**Text passage:**

[start]

Posted on 10/17/2006 2:39:56 PM PDT by sergey1973
KYIV, October 13, 2006 (RFE/RL) -- Professor Francis Fukuyama is best known for his idea that the world settled on liberal democracy after the ideological struggle of the Cold War. After giving a lecture at the 10th Anniversary of the Economic Education and Research Consortium in Kyiv, he spoke to RFE/RL Ukrainian Service correspondent Marianna Dratch about the unrealistic expectations of the Orange Revolution, the development of civil society in Ukraine, and how his ideas on liberal democracy have been misunderstood and misused.
(Excerpt) Read more at rferl.org ...
fukayumama? sp?
It's not his fault that his mother is Japanese -:)))))
LOL!
Seems that Japan would be a rather strikingly obvious contradiction of that belief, huh...
He's now backtracking. It is clear that the utopia that Clintoon, Fukuyama, Gore, T.L. Friedman and other various and sundry transnational progressives planned as of the early to mid 90s is not to be. The world appears to be returning to a another cycle similar to the one which occurred 1895 - 1945. The death of the nation state has been declared prematurely. Globalism is in its last hurrah for quite a while and various centralizations of power are imminent.

[end]

**Data rows:**

[start]

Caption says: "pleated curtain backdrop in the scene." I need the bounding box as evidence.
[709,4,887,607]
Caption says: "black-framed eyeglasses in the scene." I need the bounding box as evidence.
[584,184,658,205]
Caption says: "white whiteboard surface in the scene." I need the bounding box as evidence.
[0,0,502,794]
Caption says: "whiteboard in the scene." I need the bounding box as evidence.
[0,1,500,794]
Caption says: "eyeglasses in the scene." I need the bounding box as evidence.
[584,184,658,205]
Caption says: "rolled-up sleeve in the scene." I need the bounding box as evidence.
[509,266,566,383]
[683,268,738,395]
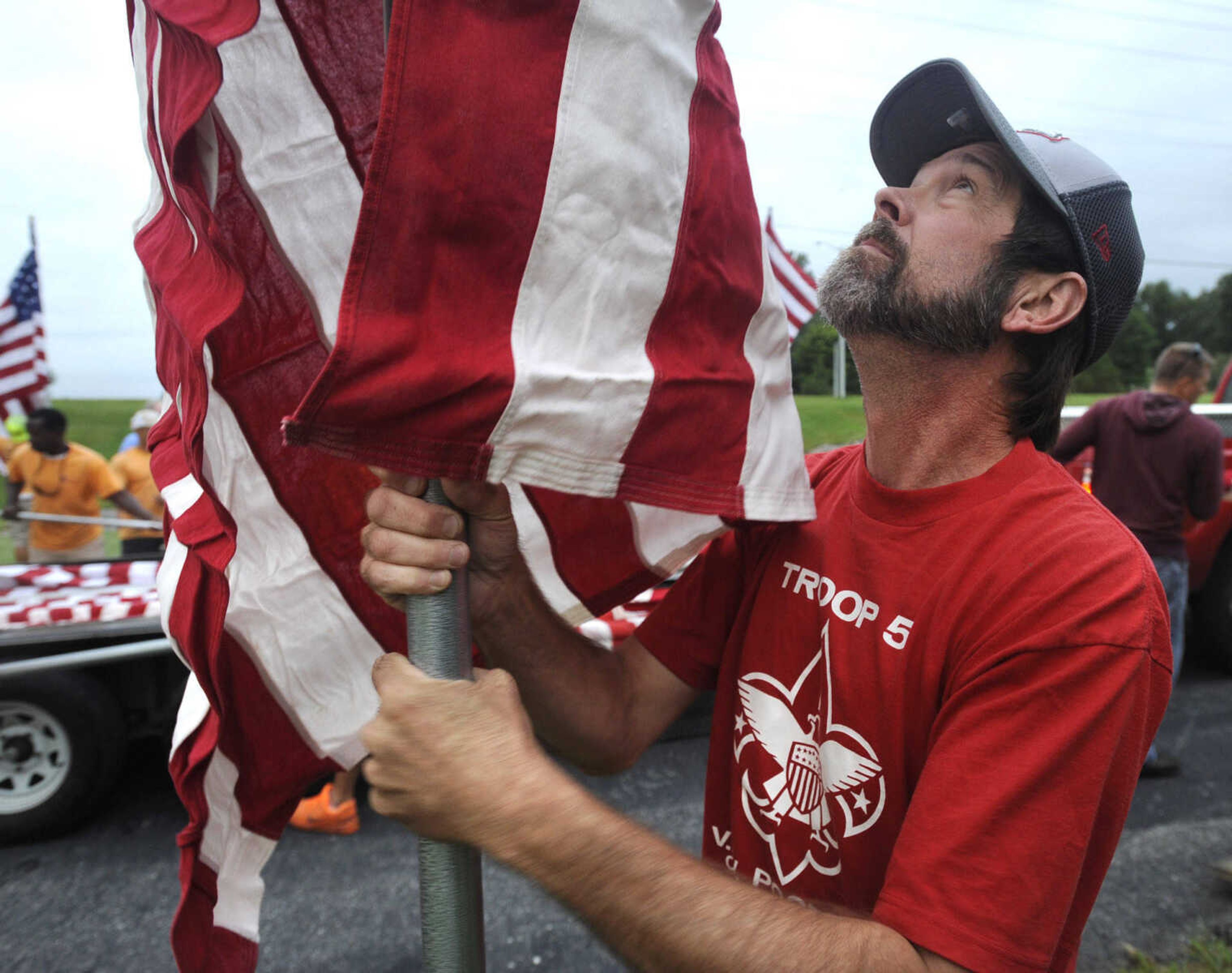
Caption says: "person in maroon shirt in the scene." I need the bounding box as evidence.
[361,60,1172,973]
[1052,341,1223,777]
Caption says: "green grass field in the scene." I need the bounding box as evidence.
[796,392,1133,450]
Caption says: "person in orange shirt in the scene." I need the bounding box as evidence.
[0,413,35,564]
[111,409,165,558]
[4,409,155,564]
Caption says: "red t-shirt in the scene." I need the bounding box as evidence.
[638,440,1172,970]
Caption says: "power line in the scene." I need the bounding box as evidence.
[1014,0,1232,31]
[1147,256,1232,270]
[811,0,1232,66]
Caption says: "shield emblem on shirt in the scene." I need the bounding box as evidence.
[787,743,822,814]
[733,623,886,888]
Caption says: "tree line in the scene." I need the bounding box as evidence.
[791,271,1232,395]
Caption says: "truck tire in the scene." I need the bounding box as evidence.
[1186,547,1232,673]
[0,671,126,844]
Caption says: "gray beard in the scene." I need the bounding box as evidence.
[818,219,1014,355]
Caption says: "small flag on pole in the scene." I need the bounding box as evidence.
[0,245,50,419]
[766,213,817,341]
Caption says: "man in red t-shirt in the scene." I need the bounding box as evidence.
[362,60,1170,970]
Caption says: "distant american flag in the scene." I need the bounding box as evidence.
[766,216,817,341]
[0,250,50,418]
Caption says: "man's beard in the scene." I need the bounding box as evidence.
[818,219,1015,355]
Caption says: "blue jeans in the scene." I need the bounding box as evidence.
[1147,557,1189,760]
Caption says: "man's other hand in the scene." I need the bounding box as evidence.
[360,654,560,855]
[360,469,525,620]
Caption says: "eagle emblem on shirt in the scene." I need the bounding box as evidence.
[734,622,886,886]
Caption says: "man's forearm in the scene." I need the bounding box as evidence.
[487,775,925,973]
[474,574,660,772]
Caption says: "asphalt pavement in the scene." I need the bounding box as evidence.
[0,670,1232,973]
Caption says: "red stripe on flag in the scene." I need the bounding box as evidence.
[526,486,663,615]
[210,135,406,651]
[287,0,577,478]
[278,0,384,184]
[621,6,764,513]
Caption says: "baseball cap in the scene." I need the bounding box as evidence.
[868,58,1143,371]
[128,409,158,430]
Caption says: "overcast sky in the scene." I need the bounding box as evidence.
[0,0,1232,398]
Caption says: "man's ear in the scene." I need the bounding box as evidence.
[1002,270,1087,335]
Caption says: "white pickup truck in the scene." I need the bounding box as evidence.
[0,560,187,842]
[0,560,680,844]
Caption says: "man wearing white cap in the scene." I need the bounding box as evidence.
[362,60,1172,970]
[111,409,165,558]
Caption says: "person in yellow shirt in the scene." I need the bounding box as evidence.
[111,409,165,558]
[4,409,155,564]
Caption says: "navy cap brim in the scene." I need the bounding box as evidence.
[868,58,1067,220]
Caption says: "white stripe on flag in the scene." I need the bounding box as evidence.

[end]
[start]

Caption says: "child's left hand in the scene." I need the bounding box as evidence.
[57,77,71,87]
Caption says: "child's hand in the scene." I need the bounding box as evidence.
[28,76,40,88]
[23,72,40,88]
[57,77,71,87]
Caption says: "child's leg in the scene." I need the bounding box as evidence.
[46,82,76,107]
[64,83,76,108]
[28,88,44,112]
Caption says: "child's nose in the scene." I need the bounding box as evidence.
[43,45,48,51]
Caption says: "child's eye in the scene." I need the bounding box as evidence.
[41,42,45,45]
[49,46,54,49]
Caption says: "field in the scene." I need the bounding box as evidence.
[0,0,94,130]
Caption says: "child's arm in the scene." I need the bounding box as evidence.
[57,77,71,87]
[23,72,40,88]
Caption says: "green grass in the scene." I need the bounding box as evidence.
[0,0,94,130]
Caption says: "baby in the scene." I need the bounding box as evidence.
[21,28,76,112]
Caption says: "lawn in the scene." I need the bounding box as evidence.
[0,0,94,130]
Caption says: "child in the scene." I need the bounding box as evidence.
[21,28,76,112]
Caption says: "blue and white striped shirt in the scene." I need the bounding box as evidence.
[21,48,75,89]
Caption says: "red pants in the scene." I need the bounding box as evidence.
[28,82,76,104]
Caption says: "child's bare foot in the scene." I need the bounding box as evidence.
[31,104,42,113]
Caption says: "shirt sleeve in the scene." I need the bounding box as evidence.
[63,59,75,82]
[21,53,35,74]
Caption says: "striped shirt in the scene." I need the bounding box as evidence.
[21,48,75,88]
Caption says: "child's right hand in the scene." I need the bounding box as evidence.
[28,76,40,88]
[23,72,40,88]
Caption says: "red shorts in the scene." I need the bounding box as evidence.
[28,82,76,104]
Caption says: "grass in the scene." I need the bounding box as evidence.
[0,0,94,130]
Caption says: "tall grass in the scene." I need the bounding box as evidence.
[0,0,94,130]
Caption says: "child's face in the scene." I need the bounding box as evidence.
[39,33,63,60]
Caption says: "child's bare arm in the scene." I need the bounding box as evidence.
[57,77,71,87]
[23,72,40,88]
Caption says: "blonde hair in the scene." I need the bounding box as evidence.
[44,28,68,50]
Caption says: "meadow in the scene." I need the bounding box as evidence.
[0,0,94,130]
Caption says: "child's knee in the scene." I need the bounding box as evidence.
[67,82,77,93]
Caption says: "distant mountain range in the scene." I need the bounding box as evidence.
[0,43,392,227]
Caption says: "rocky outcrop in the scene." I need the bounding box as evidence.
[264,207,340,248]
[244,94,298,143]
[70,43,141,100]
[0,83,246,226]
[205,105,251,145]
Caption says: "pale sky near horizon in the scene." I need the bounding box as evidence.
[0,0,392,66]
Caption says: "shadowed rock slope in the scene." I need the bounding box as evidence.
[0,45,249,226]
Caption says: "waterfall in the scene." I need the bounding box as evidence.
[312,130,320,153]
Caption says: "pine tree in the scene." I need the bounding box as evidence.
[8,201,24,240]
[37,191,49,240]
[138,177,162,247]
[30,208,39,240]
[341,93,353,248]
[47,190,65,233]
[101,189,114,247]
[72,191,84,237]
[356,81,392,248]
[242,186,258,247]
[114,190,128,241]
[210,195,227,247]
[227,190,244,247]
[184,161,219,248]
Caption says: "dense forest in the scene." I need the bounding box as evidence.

[end]

**Stated goal 1:** In the forum thread on Fukuyama, which people does the comment beginning "He's now backtracking" name as having planned the utopia?
**Stated goal 2:** Can you carry the forum thread on Fukuyama forward from its last comment?
The records are separate material, unconnected to the forum thread on Fukuyama.

**Result 1:** Clintoon, Fukuyama, Gore, T.L. Friedman

**Result 2:**
Fukuyama claiming to be Marxist of Liberal Movement shows that modern Liberalism is in complete disarray.
History is the cemetery of utopias.
"Fukuyama" sounds like a Screen Name some Liberal would have! LOL!"
Actually, I wouldn't mind Fukuosama as a name.
Coulda been worse though, something to do with mama. LOL
Sure bet this guy caught hell going through high school with a name like that, and "Francis" to top it all off.
Hey that's tag line material. Good, short and sharp!
Thanks -:))) !
He wants a mulligan
Most certainly history contradicts the professor's assertions. Democracy is almost always imposed, and the so-called Marxist growth of democracy is not feasible in light of the fact that non-democratic governments will always resist democratization to the hilt. His views are idealistic and don't take into account the rigid and forceful nature of oligarchies and autocracies.
If democracies are not imposed from without, they must be imposed from within. The United States revolutionary war was promoted, fought, and won by only a third of the inhabitants of the 13 original colonies. The other two thirds were either ambivalent, or opposed to breaking away from England. And when it came time to set up a government a fair number argued for and wanted to establish a new monarchy, or oligarchy in deference to the system they had just broken away from.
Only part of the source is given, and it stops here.